From the first line of the entries through the line containing "Target: black shorts", output everything exactly except the pictures.

⟨

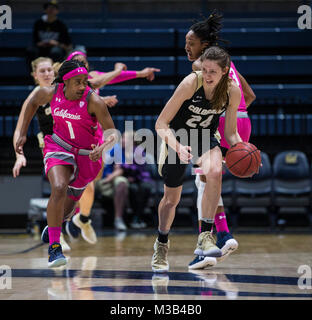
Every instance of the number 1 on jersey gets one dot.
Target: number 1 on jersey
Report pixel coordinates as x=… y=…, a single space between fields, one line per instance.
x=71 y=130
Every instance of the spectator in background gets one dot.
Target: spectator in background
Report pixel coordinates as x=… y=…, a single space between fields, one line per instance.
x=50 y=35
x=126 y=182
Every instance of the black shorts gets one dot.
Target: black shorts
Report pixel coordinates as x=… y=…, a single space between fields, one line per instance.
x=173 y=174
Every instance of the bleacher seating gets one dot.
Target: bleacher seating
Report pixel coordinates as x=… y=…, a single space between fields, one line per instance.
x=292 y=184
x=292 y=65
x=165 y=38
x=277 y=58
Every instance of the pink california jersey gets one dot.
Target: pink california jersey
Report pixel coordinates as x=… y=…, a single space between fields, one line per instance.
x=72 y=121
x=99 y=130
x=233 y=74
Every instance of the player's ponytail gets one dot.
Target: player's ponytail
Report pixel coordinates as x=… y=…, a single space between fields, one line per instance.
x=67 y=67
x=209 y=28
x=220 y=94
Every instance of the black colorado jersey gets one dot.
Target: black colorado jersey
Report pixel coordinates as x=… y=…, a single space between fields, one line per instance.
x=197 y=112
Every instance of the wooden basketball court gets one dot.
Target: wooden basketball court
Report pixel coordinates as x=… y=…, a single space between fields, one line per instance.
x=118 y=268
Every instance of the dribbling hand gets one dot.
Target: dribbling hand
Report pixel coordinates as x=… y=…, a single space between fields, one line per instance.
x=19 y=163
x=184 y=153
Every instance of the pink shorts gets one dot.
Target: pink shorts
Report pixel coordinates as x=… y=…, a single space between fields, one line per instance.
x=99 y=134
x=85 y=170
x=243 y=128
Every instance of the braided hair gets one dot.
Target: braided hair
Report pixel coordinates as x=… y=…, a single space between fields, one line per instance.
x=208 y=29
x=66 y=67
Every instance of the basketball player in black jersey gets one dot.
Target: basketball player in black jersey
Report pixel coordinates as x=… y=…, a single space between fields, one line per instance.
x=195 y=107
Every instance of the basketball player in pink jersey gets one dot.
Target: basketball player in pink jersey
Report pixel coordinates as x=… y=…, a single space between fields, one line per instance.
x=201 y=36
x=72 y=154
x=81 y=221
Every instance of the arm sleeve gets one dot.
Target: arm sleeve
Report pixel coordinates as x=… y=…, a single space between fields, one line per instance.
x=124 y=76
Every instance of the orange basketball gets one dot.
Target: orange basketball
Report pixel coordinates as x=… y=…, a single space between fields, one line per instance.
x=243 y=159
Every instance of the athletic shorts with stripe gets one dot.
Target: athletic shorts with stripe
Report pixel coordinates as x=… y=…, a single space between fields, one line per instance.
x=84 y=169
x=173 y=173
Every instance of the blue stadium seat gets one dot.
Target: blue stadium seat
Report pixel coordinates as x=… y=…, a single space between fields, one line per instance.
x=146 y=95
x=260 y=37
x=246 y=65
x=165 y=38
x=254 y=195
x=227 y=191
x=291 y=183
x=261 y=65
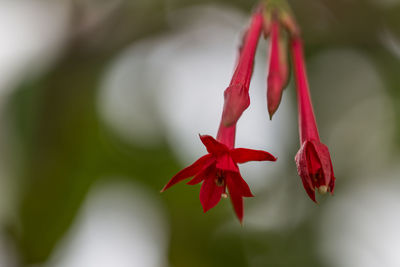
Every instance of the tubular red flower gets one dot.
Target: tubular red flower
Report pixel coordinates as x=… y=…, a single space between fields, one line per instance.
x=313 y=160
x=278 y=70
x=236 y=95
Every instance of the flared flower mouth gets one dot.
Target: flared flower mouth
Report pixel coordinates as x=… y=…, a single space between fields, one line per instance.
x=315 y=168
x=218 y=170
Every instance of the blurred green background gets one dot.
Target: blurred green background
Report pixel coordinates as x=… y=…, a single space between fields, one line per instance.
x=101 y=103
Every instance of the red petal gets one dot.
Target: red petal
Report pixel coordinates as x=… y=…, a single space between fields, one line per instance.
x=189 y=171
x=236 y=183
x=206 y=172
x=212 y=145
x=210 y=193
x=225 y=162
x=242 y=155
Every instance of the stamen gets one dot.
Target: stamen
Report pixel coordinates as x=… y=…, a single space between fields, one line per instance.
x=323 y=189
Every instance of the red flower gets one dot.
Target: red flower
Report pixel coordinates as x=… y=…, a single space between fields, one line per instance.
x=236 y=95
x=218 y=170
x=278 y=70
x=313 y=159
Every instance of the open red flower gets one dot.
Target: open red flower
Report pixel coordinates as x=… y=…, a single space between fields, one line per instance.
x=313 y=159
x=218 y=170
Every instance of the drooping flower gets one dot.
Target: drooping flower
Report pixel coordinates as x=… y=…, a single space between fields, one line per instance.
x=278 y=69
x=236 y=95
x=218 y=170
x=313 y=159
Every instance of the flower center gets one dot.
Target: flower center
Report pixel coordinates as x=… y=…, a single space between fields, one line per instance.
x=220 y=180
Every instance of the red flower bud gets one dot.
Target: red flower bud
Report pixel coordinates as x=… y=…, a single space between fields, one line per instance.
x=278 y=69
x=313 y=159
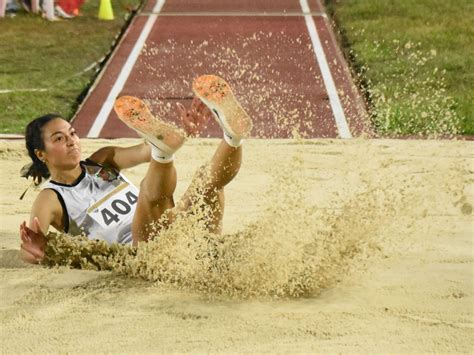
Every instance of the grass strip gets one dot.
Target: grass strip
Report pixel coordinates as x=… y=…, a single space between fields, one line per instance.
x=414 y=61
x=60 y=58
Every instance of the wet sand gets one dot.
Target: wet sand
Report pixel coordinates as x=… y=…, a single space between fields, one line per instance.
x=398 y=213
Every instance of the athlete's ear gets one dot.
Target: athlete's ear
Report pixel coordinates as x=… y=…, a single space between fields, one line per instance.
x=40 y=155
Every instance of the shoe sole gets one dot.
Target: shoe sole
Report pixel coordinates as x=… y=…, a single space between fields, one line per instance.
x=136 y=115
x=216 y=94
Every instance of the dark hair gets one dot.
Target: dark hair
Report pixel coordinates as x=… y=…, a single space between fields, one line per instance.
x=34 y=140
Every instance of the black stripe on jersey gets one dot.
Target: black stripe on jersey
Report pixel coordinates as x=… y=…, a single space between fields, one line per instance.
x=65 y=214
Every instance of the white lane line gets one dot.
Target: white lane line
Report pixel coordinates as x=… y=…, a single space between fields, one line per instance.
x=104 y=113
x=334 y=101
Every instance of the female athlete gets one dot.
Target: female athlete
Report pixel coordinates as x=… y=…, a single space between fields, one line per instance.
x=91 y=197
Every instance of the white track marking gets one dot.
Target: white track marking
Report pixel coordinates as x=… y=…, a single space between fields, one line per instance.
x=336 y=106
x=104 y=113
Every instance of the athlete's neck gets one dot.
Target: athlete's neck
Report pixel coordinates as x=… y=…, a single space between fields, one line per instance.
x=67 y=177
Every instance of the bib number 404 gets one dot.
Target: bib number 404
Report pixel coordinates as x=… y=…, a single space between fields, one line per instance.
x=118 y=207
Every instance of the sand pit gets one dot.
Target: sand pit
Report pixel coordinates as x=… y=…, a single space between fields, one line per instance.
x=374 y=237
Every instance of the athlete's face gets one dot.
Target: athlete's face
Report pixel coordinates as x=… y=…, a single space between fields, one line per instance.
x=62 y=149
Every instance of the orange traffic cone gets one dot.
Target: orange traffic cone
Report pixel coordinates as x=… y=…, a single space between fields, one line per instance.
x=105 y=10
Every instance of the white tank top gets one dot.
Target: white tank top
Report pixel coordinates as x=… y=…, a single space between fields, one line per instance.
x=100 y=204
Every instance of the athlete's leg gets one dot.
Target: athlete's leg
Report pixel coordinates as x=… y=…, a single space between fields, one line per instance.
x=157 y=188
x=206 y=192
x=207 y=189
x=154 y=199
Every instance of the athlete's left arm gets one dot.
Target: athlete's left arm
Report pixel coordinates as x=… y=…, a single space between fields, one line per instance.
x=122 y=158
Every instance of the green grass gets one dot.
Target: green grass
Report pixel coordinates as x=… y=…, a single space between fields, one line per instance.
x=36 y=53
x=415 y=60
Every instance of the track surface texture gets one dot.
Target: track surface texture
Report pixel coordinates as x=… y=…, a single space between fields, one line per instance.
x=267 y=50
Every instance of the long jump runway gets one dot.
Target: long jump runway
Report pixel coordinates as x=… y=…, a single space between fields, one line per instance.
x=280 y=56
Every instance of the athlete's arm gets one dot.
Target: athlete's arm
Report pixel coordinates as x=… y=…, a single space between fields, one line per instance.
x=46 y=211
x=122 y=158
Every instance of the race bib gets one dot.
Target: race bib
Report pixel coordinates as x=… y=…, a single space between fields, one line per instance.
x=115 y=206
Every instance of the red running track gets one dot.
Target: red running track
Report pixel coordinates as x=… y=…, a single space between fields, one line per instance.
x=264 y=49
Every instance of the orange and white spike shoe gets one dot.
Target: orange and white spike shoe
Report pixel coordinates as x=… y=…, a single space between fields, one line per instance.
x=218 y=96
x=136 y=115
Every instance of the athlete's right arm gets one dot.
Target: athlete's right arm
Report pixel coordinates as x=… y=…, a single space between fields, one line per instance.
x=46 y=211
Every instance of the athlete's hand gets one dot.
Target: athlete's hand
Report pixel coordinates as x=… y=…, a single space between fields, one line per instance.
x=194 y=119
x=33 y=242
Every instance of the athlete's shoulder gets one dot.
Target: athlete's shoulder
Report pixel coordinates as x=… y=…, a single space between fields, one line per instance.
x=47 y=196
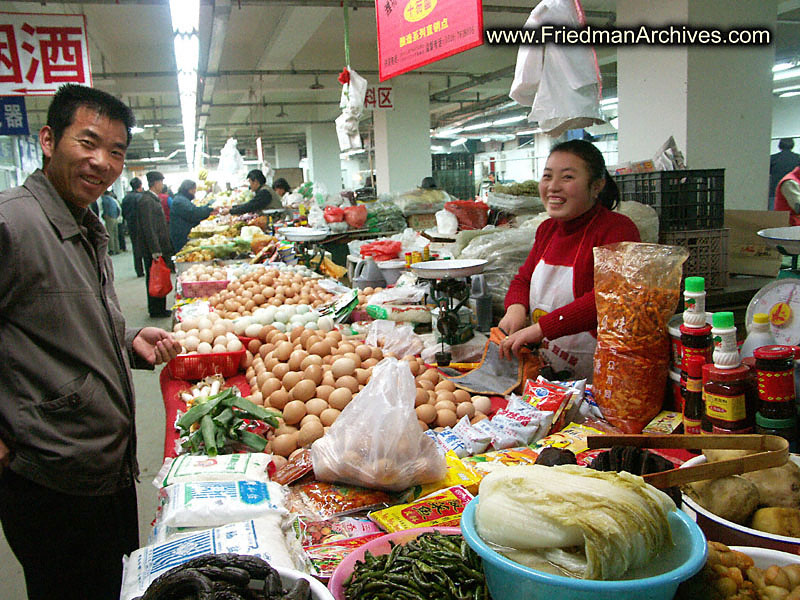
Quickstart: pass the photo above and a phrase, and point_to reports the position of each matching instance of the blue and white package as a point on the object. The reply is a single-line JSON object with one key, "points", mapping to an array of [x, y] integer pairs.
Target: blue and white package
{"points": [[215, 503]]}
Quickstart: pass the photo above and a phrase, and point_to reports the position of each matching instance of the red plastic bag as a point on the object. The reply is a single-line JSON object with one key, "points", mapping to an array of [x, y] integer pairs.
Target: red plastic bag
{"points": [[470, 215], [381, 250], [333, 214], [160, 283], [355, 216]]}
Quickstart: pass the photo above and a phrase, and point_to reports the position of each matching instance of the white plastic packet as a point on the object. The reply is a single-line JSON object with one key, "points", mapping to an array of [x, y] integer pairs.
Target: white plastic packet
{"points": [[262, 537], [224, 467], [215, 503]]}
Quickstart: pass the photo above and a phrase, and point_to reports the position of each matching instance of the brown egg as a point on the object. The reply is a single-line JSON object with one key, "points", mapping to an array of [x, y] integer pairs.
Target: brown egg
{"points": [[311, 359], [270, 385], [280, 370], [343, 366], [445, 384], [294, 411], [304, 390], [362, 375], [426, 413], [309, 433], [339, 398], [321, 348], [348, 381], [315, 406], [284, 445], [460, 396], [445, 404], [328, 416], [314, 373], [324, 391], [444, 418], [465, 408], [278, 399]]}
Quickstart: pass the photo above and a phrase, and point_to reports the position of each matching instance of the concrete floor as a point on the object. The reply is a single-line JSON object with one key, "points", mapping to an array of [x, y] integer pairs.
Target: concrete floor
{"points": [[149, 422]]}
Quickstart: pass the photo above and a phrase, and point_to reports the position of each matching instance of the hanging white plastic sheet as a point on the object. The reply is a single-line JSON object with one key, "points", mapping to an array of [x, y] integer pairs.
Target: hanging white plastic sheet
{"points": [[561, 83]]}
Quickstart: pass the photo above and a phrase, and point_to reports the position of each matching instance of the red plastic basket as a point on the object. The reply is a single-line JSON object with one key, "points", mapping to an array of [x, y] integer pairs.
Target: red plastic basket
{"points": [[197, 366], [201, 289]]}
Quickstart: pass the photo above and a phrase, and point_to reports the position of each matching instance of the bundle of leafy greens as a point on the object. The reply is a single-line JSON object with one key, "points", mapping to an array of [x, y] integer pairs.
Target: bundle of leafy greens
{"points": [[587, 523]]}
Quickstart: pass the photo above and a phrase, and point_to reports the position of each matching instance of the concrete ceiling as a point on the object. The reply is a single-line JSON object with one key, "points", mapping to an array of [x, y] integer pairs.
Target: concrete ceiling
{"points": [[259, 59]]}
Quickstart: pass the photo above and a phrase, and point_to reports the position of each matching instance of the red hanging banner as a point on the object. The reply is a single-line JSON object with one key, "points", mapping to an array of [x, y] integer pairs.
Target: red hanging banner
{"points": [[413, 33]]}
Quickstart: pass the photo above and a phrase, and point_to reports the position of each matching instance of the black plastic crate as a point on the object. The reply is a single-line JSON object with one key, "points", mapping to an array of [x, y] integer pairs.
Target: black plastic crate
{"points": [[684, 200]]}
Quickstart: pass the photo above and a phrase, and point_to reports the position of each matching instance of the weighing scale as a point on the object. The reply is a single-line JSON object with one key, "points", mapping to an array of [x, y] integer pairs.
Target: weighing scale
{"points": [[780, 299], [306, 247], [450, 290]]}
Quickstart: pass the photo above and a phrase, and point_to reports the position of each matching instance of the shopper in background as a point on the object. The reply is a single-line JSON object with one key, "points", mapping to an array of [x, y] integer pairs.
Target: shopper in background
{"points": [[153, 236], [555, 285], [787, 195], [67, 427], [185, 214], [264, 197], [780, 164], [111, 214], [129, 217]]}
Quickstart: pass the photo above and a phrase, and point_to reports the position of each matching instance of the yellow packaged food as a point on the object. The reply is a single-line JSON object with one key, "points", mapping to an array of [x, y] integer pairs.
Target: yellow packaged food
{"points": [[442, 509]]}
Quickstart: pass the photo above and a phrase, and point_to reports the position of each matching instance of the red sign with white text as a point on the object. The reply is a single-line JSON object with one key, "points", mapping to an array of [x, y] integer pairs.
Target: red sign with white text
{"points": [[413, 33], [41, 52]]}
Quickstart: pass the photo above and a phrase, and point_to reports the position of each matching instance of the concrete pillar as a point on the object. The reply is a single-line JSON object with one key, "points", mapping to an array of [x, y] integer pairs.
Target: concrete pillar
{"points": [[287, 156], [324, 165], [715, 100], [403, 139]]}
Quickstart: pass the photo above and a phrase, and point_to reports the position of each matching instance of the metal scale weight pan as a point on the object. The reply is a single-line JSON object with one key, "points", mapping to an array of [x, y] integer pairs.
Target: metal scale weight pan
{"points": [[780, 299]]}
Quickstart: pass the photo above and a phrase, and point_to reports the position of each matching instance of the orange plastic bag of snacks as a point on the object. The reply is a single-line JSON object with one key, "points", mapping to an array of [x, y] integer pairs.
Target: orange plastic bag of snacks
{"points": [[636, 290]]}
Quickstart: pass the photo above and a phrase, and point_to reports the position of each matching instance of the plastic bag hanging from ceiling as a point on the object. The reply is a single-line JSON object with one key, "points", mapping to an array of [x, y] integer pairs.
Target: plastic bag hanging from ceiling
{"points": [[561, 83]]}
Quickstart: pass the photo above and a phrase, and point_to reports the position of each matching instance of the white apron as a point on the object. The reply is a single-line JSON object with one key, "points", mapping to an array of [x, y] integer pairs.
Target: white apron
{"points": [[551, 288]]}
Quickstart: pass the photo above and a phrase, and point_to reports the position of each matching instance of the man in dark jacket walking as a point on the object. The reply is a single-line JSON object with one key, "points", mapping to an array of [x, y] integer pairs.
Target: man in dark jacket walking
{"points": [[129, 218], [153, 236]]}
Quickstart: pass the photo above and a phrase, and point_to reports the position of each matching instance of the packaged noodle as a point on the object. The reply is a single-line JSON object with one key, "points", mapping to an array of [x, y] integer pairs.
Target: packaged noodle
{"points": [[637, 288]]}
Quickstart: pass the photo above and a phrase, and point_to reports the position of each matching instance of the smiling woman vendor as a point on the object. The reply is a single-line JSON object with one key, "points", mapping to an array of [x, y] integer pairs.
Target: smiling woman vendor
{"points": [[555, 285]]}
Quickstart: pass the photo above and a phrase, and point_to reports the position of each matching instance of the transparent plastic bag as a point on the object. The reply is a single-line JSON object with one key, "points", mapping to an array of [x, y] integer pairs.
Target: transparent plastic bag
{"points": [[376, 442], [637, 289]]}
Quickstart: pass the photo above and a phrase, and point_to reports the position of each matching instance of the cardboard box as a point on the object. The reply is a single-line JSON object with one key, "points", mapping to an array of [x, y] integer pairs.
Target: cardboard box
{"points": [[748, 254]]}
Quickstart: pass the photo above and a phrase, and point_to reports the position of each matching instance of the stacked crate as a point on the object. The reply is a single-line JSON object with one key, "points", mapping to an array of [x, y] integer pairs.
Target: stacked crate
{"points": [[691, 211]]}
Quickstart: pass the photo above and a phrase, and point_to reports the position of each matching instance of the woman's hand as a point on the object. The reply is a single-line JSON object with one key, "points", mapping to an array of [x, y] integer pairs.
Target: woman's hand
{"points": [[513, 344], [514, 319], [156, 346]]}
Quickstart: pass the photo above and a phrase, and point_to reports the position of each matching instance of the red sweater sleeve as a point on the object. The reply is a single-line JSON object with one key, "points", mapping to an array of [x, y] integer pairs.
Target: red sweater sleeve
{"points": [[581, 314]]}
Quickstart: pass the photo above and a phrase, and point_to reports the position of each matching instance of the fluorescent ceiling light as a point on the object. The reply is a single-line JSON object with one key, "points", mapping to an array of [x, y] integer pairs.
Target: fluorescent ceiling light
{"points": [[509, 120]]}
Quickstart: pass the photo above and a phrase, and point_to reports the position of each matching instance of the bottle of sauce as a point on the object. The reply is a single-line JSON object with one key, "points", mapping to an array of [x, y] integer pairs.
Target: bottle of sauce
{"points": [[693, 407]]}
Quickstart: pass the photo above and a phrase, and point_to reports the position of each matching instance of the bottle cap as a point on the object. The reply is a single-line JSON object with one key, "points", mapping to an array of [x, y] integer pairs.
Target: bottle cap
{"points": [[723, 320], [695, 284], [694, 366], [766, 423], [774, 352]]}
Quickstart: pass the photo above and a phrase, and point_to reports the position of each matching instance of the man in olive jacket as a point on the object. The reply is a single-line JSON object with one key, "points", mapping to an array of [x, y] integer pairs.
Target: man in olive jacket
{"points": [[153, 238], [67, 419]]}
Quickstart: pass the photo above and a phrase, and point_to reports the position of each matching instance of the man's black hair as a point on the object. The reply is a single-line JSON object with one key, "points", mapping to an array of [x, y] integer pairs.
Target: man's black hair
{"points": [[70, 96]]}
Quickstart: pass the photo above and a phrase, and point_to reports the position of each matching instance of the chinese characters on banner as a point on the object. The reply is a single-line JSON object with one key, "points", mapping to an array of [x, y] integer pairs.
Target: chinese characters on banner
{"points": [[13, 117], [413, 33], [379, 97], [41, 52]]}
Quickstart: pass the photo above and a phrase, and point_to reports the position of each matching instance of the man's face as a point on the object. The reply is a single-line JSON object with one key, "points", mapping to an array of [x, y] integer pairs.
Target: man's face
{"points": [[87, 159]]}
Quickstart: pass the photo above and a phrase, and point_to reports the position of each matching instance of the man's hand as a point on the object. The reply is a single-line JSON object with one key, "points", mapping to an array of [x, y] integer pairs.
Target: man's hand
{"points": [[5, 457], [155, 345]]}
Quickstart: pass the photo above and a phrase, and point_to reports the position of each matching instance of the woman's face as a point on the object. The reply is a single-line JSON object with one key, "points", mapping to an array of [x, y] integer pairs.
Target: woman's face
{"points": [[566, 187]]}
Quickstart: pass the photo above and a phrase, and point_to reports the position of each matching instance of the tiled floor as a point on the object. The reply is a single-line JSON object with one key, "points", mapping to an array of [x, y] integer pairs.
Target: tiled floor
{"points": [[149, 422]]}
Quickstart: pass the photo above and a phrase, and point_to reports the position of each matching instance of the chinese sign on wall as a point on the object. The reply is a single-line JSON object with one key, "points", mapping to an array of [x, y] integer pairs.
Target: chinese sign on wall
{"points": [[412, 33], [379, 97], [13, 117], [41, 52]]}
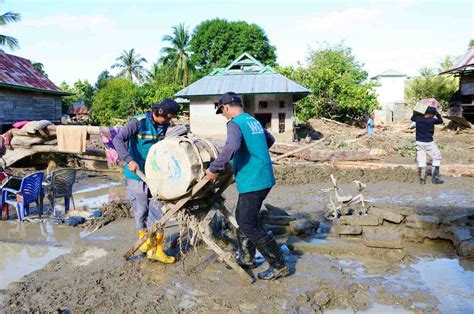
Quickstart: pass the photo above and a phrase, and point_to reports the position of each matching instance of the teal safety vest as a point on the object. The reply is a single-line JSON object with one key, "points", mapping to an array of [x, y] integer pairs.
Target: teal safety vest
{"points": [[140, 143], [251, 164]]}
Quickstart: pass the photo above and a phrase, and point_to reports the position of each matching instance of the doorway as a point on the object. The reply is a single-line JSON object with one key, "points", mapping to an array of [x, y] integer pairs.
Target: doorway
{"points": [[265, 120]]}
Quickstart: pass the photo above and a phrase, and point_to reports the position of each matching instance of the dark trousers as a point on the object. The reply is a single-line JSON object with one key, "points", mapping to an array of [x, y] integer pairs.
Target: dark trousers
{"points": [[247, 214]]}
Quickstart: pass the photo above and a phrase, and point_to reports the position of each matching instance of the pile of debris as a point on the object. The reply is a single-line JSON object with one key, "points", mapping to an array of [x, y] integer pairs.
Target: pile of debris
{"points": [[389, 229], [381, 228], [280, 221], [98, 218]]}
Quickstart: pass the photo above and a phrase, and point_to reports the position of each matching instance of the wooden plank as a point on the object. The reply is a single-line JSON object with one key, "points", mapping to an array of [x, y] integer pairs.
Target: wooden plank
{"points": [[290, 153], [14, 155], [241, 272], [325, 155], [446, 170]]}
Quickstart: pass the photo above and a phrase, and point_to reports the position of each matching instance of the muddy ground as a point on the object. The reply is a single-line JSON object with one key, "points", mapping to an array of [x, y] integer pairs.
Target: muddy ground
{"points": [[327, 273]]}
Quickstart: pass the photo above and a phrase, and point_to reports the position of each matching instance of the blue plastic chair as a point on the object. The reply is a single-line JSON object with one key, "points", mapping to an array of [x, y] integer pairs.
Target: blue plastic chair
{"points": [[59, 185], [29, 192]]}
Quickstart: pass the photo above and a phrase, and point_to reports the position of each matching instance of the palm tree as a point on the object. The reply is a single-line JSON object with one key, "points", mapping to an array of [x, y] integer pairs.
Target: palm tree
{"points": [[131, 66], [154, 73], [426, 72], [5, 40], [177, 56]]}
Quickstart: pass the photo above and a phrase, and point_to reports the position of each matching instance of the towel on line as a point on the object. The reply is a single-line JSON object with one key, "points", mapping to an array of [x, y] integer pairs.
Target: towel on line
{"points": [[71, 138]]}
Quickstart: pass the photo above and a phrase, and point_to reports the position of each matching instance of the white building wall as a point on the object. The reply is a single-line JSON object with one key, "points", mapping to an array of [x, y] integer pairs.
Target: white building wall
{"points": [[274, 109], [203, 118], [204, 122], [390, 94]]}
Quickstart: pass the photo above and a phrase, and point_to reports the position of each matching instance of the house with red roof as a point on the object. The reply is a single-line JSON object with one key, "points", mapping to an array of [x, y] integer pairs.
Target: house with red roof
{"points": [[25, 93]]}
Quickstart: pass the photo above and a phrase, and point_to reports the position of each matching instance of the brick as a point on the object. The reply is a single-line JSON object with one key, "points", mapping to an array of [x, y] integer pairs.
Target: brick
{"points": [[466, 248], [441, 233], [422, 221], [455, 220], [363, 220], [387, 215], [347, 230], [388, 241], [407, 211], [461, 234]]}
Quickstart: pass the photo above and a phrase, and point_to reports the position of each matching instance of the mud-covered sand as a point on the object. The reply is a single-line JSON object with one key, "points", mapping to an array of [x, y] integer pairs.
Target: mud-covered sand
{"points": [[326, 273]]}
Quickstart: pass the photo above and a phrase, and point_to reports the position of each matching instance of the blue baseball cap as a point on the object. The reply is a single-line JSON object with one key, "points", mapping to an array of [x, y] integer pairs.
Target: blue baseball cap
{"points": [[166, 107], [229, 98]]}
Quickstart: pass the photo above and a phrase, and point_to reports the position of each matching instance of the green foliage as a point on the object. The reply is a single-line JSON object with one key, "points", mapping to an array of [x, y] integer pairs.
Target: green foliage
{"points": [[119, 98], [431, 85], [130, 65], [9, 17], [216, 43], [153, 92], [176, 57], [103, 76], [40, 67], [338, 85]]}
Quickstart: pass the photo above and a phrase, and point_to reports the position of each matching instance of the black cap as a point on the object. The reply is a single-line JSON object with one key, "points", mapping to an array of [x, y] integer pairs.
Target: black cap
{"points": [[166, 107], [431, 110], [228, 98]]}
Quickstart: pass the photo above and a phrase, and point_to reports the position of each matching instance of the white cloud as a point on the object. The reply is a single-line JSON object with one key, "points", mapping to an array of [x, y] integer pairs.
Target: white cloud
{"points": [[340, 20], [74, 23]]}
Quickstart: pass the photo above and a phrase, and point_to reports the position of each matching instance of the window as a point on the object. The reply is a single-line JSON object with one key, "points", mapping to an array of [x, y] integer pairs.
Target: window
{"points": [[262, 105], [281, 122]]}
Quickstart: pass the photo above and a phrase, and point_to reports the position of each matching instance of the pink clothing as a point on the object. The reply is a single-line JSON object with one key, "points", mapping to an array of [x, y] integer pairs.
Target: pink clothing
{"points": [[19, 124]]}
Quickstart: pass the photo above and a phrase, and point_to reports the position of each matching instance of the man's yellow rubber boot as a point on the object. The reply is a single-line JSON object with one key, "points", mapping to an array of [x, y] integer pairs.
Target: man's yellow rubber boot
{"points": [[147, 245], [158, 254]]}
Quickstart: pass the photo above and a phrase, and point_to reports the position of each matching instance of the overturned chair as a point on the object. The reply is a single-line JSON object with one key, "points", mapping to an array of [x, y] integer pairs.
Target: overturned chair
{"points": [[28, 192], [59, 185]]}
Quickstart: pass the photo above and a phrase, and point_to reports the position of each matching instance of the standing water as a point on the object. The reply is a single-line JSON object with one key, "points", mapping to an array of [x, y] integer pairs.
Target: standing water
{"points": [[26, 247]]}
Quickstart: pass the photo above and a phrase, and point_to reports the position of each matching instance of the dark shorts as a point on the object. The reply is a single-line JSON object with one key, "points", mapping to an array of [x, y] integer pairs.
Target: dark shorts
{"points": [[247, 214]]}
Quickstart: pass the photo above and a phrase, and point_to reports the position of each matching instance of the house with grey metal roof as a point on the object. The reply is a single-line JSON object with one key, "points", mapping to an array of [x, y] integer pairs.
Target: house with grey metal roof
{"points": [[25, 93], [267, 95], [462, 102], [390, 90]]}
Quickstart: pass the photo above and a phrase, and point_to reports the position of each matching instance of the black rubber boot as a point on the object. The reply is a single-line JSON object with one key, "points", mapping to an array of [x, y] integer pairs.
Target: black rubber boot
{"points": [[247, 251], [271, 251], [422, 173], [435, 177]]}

⟩

OUTPUT OF THE TASK:
Every instance of the number 1 on jersey gets one dot.
Target: number 1 on jersey
Report pixel coordinates as x=… y=…, a single space between fields, one line per instance.
x=71 y=130
Every instance of the spectator in background gets one dot.
Target: spectator in background
Report pixel coordinates as x=… y=…, a single space between fields, one line per instance.
x=50 y=35
x=126 y=182
Every instance of the black shorts gets one dot.
Target: black shorts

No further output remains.